Aim: Copy out, without any change, the lines from the one containing "Visual grounding API — locates the muddy" through the one containing "[195, 93, 500, 187]", both included.

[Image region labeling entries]
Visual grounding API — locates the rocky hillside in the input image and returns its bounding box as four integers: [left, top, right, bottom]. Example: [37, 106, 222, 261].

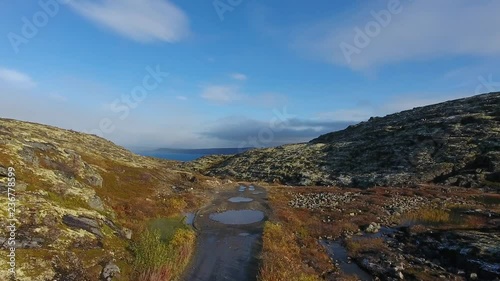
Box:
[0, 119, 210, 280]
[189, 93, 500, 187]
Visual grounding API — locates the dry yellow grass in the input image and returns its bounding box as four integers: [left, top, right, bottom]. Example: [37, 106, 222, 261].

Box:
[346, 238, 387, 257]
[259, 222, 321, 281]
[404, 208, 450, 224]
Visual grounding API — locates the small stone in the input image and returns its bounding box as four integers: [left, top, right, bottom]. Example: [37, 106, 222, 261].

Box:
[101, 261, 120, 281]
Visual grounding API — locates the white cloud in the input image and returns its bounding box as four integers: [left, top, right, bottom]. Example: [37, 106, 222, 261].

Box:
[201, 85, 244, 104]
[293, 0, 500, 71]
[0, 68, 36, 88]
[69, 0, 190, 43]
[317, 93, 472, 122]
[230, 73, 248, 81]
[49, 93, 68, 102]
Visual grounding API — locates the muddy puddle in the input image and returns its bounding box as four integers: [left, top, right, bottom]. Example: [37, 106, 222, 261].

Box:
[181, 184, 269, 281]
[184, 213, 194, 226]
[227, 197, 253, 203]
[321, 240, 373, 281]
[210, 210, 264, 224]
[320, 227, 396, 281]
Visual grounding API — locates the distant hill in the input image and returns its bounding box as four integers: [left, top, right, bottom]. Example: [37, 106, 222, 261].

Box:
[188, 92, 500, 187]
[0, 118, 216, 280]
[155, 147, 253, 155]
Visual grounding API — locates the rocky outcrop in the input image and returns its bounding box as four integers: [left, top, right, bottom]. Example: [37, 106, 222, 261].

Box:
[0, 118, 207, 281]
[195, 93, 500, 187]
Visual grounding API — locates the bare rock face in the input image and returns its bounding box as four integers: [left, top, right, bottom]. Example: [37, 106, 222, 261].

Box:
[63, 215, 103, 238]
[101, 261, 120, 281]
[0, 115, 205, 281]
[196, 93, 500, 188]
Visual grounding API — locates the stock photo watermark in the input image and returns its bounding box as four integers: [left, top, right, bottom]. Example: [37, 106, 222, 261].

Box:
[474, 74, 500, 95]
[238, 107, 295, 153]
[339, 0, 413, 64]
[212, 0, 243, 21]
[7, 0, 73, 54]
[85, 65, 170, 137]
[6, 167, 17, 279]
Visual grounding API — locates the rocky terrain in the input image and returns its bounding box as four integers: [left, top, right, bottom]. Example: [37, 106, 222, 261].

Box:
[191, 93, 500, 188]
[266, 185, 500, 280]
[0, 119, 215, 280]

==

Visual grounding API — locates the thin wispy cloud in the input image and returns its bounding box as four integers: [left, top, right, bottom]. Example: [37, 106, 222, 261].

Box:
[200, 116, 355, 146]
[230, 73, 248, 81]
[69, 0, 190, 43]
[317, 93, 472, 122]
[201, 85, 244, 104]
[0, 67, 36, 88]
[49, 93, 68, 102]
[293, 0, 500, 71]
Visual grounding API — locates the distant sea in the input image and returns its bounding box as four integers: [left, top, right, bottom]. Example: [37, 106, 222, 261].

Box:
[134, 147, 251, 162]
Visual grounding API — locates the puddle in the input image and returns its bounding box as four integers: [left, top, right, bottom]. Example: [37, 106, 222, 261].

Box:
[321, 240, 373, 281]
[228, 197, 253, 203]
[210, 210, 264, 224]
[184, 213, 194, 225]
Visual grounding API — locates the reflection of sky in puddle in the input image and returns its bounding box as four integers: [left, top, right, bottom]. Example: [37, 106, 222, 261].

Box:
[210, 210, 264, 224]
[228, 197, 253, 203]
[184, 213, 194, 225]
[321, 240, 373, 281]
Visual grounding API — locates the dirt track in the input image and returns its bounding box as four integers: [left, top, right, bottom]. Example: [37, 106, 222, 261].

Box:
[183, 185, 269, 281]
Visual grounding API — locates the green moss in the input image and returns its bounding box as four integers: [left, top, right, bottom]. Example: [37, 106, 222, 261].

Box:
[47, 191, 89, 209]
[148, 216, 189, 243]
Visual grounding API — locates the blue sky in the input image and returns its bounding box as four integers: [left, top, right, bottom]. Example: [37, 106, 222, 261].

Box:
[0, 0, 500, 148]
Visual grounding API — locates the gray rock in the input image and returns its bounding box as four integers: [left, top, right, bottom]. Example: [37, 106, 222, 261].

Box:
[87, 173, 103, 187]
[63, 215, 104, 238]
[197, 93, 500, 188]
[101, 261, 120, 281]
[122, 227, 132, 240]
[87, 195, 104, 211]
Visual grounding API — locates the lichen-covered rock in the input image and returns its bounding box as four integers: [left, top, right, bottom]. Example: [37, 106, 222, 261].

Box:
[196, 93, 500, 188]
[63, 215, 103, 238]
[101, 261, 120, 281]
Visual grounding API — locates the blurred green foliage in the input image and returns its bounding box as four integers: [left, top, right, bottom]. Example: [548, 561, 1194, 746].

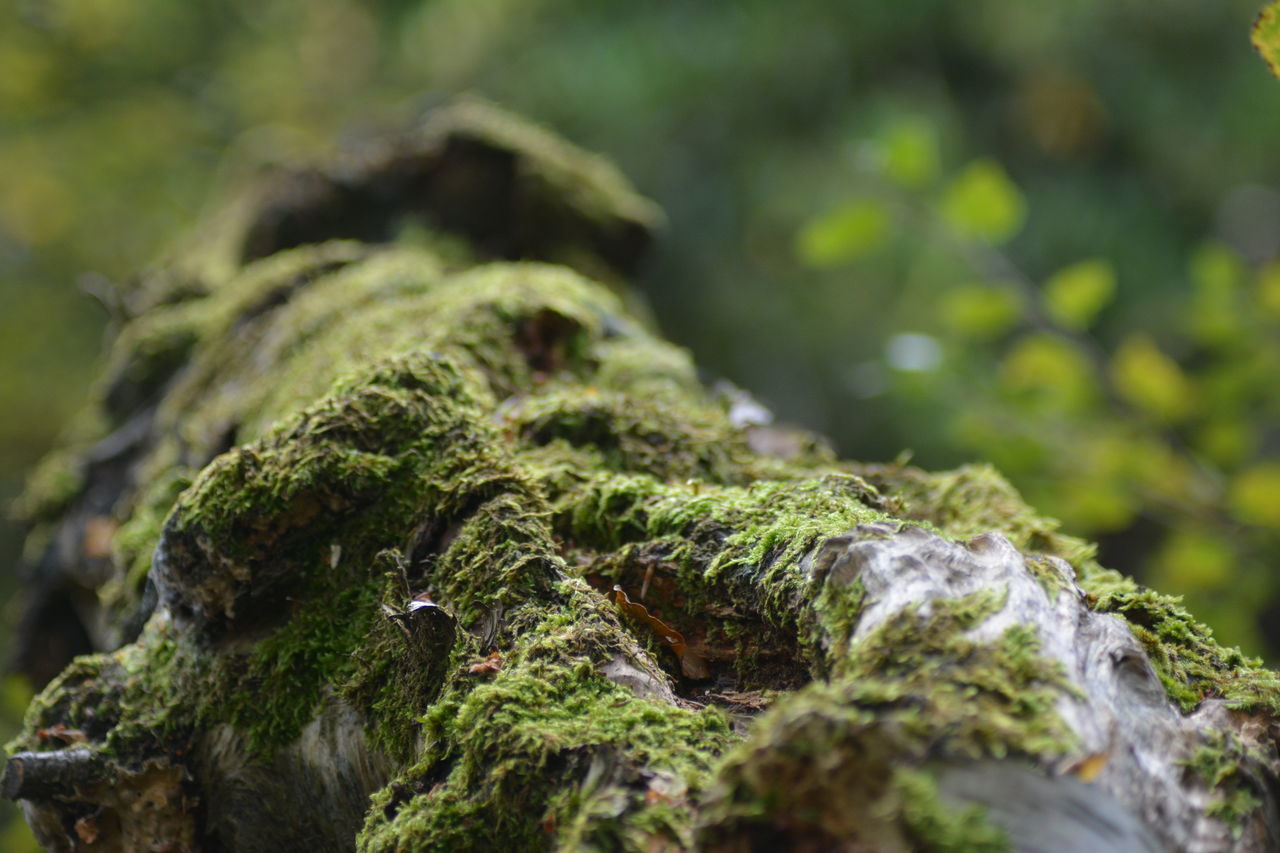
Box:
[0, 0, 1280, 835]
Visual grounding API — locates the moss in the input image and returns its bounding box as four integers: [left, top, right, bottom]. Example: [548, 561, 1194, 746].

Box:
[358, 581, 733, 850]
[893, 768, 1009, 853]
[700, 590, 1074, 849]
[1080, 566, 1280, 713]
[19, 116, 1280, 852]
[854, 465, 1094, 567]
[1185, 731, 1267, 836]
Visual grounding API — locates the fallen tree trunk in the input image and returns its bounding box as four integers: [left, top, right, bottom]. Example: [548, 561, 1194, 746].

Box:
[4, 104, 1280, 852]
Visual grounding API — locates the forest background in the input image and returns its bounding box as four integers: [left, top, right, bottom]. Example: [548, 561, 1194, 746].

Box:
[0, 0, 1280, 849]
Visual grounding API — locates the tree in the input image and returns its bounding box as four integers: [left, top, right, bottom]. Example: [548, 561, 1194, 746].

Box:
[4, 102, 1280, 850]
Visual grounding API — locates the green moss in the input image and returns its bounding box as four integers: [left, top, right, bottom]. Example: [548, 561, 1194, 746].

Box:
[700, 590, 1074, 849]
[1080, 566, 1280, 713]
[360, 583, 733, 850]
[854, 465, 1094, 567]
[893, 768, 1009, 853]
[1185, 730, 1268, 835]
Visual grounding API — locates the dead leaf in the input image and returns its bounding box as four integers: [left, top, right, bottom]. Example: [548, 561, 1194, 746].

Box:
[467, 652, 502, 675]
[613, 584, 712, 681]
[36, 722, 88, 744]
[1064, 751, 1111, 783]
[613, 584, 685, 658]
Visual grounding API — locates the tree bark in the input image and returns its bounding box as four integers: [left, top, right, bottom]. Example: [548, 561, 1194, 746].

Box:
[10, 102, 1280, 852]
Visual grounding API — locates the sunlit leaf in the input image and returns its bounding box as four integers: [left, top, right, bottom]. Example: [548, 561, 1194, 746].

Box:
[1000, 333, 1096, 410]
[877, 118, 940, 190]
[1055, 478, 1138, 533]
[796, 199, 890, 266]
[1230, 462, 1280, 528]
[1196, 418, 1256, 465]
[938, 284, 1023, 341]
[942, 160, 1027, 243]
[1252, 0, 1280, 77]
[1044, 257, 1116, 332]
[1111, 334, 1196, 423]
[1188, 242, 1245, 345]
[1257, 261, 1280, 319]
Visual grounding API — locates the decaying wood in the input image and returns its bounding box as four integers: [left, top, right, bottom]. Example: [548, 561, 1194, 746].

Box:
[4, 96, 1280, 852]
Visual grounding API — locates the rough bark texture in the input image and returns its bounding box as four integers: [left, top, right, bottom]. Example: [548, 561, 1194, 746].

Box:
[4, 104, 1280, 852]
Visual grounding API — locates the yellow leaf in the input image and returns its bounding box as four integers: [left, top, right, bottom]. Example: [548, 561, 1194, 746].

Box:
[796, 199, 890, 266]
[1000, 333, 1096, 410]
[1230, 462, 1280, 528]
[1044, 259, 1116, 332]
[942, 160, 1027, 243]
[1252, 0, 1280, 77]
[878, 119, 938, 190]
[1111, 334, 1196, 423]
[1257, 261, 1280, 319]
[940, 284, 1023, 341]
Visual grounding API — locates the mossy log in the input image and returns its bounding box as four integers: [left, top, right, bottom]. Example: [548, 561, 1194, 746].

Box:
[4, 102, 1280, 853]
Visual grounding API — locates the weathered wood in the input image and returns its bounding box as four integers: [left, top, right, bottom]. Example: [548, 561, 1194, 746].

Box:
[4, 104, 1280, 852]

Task response:
Visual grounding API — locates the muddy puddle in the input image and returns its bounding box as four integers: [left, top, right, bottom]. Example: [37, 106, 222, 261].

Box:
[181, 184, 269, 281]
[184, 213, 194, 226]
[227, 197, 253, 203]
[321, 240, 373, 281]
[210, 210, 264, 224]
[320, 227, 396, 281]
Visual grounding API — locates the distant hill in the input image and returns its bounding box as four integers: [left, top, right, bottom]. Example: [37, 106, 222, 261].

Box:
[188, 92, 500, 187]
[0, 118, 216, 280]
[155, 147, 253, 155]
Visual grounding API — locates the rocky outcrop in the input image and returns its bounding box as four integers: [left, top, right, bottom]. Example: [37, 106, 222, 261].

Box:
[0, 118, 207, 281]
[195, 93, 500, 187]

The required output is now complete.